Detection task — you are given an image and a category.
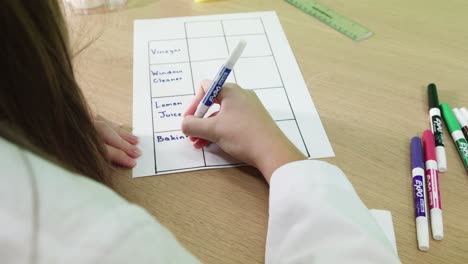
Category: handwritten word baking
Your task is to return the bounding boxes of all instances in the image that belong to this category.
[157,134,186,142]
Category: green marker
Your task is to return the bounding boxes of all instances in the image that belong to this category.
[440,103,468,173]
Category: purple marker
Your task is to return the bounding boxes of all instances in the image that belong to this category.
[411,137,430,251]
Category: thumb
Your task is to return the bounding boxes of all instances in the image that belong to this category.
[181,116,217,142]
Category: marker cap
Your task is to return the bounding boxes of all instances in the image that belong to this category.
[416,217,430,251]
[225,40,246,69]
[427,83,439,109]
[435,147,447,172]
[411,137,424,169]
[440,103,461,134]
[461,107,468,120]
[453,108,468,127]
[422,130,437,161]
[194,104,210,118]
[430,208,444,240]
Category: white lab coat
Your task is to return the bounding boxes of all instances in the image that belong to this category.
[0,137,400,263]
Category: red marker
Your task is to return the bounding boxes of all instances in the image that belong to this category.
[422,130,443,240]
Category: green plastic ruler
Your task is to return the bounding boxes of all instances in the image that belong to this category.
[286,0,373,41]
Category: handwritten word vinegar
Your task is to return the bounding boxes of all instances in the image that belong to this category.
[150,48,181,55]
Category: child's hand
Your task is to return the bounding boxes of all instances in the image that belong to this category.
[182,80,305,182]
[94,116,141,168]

::::

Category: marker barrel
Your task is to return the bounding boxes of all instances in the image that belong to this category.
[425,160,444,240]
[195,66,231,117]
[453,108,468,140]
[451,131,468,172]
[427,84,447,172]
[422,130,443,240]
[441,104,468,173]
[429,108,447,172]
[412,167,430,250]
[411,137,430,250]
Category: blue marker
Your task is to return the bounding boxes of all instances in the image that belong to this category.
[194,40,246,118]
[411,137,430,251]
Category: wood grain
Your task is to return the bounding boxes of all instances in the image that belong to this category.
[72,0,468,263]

::::

• **What needs to be done**
Write out again exactly the lines above from the one with "Detection task —" through the one with "Category: marker cap", adding no other lines and no pictures.

• **Response to the exercise**
Detection task — you are given an image and a category.
Category: handwritten word baking
Your task is to return the bounding boxes of all instances in the image that belong to this category.
[157,134,186,142]
Category: green marker
Your task is to return the bounding boxes of all instances in the image that belong to this category.
[440,103,468,173]
Category: purple marker
Your task is to return the bounding boxes of all instances in the image that belong to this category.
[411,137,430,251]
Category: thumb
Your task is to return the bounding boxes of all instances in the image that belong to this category.
[181,116,217,142]
Category: marker cap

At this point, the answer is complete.